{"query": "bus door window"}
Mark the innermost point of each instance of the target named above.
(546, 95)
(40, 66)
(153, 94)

▸ Exercice écrit:
Reformulez les lignes des items ci-dessus en une liste JSON de chaînes, à raison d'une chaîne par ligne et sans les lignes vides.

▸ Réponse finale:
[
  "{\"query\": \"bus door window\"}",
  "Mark the innermost point of each instance of the target named above.",
  "(546, 95)",
  "(40, 66)",
  "(153, 94)"
]